• [AIM]: From the Lovell town profile, quote everything from "The town is" down to "Maine Route 5.".

• [SOURCE DOCUMENT]:
--------------------------------

Year | Population |
---|---|
1970 | 607 |
1980 | 767 |
1990 | 888 |
2000 | 974 |
2010 | 1,140 |
Geographic Data | |
---|---|
N. Latitude | 44:11:36 |
W. Longitude | 70:53:09 |
Maine House | Dists 70,117 |
Maine Senate | District 18 |
Congress | District 2 |
Area sq. mi. | (total) 47.9 |
Area sq. mi. | (land) 43.2 |
Population/sq.mi. | (land) 23.4 |
County: Oxford
Total=land+water; Land=land only |
[LUV-uhl] is a town in Oxford County, incorporated on November 15, 1800 from New Suncook Plantation. First settled in 1777, it set off land to Sweden in 1813.
The town is named for John Lovell (or Lovewell), the hero of the Battle of Lovewell’s Pond in 1725, in which Lovewell was killed but the remaining Abenaki people abandoned the area. The Pond is in nearby Fryeburg.
Kezar Lake, along with its Middle Bay and Lower Bay, dominates the middle of the town and supports the extensive summer recreation industry.
One of the lakeside lodges was owned by stage and screen star Rudy Vallee. Center Lovell, in the shadow of Sabattus Mountain, is the primary village, located on the shore of Middle Bay and Maine Route 5.
Kezar River Reserve is a 114-acre parcel managed by the Greater Lovell Land Trust. With frontage on the Mill Pond, it has a hiking trail and a canoe/kayak launch area. Access is from the east side of Route 5 about .8 miles north of Lovell Village. An old dam creates the Mill Pond on Route 93 near the town line with Sweden.

--------------------------------

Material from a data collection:
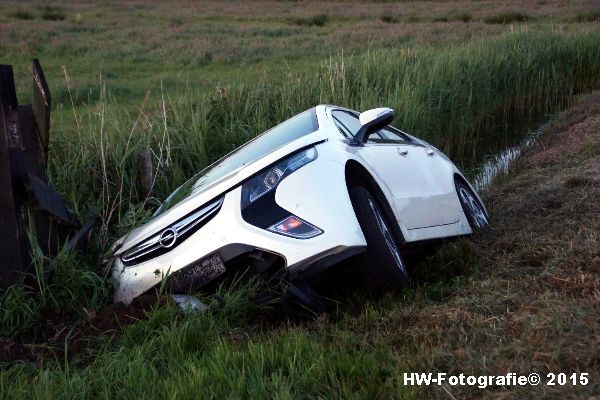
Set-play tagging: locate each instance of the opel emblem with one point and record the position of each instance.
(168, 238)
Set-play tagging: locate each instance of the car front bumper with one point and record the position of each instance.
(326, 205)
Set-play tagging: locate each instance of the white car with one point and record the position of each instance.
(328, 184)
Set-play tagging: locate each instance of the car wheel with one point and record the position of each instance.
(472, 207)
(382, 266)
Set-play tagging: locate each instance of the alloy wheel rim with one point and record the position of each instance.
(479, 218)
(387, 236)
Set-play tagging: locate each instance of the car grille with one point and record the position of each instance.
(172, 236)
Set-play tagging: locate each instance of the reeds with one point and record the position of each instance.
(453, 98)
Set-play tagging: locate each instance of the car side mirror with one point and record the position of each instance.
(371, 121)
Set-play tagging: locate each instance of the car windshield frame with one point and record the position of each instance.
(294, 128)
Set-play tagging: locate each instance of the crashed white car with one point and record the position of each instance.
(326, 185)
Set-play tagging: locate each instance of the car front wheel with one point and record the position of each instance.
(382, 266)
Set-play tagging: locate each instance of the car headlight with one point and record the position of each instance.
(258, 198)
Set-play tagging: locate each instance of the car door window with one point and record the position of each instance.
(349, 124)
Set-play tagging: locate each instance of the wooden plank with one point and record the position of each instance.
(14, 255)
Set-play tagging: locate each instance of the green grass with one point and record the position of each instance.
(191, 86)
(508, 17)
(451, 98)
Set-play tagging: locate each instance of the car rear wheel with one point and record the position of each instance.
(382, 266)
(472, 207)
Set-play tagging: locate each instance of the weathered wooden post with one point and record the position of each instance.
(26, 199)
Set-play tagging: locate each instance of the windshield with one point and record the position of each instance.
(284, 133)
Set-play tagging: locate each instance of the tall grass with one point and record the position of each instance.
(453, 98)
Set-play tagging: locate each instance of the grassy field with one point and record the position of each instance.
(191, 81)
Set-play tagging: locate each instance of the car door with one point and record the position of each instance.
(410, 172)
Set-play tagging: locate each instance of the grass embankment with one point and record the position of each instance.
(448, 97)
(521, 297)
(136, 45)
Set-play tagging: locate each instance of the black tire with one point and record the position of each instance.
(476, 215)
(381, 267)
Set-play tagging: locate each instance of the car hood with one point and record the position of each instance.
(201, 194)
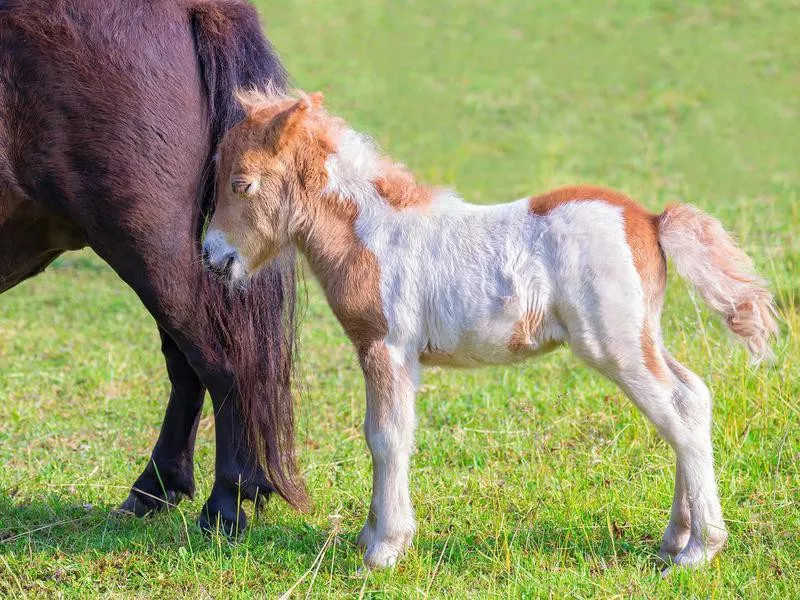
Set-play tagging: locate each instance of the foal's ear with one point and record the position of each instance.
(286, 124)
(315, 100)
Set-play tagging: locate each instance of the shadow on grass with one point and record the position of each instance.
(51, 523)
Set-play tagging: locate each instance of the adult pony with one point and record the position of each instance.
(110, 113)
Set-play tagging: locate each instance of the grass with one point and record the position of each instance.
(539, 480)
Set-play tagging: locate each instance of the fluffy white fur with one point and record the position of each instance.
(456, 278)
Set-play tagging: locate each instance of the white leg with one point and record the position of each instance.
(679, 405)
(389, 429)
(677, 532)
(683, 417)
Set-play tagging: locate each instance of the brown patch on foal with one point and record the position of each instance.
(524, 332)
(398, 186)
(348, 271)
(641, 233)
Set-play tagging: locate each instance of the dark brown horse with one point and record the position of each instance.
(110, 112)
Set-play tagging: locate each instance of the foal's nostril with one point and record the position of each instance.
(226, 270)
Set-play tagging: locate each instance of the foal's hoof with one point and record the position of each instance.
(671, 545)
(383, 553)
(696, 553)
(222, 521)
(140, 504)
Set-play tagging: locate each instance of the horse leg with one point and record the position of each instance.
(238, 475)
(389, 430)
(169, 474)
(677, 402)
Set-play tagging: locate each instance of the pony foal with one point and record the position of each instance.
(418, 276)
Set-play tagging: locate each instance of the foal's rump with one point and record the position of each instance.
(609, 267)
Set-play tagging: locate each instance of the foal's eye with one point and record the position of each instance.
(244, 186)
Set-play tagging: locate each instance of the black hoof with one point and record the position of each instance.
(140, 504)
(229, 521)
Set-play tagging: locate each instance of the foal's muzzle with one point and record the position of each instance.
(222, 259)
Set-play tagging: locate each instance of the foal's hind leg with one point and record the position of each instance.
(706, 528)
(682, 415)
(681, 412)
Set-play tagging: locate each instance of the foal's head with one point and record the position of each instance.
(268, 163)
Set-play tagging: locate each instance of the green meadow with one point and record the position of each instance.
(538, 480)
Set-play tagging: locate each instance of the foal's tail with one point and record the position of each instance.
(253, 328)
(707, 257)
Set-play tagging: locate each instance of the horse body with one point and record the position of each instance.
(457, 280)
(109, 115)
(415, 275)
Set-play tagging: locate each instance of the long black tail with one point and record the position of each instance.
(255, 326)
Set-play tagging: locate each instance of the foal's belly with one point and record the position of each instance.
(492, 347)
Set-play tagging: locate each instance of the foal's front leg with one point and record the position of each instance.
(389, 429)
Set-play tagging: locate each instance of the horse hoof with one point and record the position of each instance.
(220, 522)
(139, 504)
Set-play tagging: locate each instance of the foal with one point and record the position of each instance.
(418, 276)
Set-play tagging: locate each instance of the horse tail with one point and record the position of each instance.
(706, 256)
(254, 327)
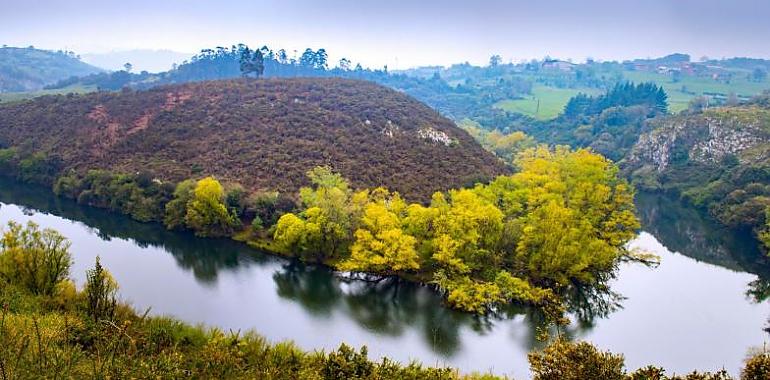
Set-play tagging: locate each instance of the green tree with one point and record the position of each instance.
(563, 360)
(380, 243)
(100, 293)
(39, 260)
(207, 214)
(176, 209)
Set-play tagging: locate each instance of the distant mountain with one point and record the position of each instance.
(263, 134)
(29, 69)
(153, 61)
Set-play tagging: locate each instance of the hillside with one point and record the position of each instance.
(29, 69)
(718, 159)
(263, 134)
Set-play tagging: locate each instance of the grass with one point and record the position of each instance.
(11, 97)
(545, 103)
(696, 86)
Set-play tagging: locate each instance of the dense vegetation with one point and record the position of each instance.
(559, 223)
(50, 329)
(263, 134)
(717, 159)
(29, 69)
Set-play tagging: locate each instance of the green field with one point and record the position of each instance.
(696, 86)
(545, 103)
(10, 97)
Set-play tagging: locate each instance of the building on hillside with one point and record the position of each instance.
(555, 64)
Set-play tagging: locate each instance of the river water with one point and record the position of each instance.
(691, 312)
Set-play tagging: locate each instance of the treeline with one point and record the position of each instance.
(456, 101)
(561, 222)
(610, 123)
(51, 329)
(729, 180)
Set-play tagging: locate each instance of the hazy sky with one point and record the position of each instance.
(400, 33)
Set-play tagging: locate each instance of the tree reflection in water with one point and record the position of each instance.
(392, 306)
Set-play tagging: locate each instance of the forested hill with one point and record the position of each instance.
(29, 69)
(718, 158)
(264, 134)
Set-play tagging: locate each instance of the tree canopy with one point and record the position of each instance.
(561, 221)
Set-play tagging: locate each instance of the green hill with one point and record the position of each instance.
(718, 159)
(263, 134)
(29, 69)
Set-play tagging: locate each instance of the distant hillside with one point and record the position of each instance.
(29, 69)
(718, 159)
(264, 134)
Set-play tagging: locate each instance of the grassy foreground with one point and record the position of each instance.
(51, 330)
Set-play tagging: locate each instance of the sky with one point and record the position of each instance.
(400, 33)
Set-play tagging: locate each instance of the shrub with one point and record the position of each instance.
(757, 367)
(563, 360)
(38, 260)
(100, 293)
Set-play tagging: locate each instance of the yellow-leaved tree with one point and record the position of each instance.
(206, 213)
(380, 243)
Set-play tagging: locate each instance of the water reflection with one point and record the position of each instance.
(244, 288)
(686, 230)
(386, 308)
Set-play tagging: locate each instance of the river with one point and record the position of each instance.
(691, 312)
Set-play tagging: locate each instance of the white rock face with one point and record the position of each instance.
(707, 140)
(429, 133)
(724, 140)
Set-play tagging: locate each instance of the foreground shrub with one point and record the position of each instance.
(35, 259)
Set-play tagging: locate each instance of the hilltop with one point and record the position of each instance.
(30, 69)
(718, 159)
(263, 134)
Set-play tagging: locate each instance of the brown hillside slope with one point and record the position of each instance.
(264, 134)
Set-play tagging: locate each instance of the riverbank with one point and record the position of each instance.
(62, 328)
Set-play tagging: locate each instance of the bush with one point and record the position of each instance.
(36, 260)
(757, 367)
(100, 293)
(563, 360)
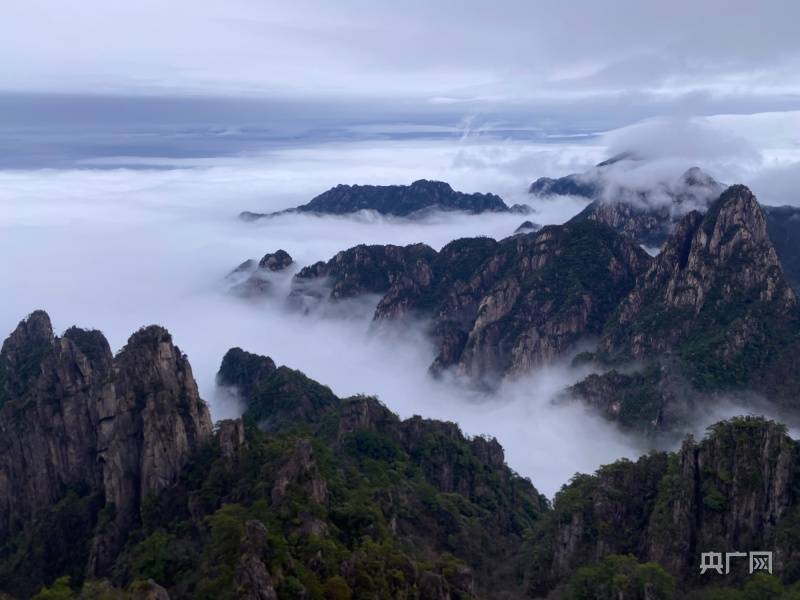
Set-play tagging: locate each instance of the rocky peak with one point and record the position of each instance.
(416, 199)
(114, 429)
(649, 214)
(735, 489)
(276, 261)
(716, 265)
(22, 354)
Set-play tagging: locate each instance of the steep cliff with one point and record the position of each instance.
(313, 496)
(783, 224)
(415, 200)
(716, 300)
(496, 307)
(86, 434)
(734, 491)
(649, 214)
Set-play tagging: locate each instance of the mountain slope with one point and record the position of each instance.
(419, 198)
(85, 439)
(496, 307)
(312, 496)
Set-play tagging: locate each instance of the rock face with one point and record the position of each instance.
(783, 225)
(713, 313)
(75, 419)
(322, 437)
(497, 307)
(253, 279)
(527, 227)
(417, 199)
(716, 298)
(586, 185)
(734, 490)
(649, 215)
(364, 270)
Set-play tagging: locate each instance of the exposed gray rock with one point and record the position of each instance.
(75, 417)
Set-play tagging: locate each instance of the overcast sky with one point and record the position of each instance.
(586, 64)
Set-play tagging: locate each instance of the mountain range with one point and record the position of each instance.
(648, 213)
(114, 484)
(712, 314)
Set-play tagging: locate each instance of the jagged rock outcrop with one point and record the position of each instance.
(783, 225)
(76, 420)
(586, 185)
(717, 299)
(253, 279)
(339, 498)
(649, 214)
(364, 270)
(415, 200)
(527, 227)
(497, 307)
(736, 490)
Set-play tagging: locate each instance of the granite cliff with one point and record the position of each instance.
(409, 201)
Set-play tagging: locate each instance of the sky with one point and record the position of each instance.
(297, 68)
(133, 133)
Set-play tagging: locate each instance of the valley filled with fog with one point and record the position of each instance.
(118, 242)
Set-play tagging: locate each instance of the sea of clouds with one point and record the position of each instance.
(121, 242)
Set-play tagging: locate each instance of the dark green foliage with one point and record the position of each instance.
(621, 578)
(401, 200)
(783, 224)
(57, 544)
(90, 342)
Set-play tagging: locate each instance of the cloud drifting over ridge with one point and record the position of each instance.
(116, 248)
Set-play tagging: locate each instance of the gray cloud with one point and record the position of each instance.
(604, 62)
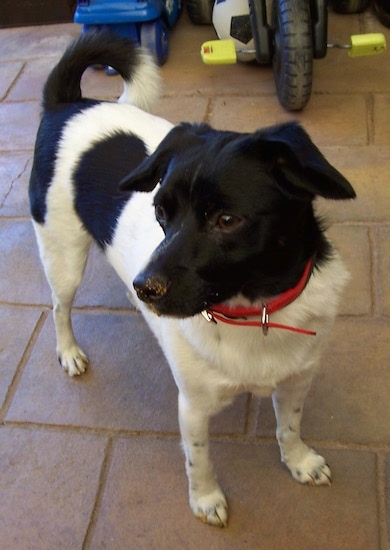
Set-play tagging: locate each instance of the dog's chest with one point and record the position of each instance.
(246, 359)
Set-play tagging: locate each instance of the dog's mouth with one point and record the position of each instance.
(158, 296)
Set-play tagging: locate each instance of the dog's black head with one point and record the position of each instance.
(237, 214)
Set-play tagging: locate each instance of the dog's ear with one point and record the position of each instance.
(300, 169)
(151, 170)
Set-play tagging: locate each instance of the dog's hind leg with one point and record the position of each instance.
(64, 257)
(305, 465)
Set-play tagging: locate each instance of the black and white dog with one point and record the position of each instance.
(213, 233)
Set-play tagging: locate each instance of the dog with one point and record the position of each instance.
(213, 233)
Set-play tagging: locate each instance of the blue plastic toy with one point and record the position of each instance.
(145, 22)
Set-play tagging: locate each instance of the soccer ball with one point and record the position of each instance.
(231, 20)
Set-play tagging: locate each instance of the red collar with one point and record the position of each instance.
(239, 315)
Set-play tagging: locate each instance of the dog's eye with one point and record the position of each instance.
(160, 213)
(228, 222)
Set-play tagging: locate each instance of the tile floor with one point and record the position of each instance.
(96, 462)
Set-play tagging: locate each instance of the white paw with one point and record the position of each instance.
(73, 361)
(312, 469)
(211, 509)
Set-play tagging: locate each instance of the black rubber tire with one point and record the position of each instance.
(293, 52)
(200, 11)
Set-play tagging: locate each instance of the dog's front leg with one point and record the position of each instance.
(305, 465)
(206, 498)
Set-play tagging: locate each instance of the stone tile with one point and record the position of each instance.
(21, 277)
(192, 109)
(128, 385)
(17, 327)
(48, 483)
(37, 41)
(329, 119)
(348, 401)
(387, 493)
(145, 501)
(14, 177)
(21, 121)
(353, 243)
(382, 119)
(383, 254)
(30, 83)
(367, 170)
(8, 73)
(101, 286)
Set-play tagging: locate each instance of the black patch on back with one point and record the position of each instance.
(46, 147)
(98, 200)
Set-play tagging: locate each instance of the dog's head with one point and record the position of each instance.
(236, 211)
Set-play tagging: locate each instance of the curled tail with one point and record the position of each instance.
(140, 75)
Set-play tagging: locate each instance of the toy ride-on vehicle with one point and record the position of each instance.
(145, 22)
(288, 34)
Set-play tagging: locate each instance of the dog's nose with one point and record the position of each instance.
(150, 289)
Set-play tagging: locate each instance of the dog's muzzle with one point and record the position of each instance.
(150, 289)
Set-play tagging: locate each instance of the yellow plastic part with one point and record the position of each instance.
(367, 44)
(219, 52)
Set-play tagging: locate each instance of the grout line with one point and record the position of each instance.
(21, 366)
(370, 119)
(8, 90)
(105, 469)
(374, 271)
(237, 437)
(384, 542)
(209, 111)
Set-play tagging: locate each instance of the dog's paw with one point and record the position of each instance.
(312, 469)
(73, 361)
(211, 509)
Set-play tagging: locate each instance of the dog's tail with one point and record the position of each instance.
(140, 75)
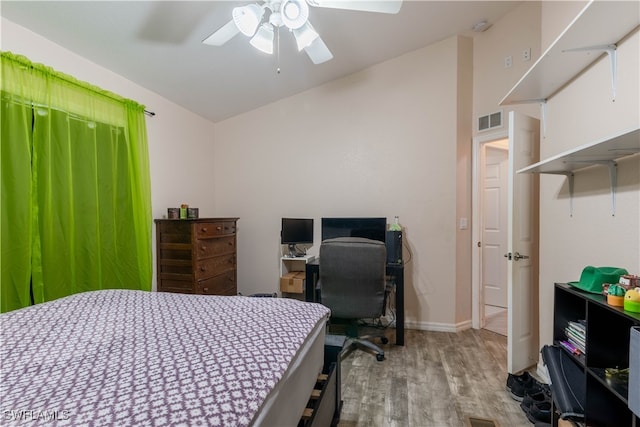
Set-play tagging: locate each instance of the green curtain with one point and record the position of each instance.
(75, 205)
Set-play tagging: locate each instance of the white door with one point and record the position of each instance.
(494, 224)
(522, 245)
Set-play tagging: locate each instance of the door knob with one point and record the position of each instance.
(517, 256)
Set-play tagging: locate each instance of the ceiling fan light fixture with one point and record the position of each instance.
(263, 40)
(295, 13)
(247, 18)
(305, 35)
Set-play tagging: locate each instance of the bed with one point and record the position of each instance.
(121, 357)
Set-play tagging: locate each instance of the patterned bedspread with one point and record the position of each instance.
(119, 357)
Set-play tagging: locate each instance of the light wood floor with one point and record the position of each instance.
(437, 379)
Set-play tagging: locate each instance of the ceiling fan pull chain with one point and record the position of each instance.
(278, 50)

--------------------------------

• [THE ANSWER]:
The town is named for John Lovell (or Lovewell), the hero of the Battle of Lovewell’s Pond in 1725, in which Lovewell was killed but the remaining Abenaki people abandoned the area. The Pond is in nearby Fryeburg.
Kezar Lake, along with its Middle Bay and Lower Bay, dominates the middle of the town and supports the extensive summer recreation industry.
One of the lakeside lodges was owned by stage and screen star Rudy Vallee. Center Lovell, in the shadow of Sabattus Mountain, is the primary village, located on the shore of Middle Bay and Maine Route 5.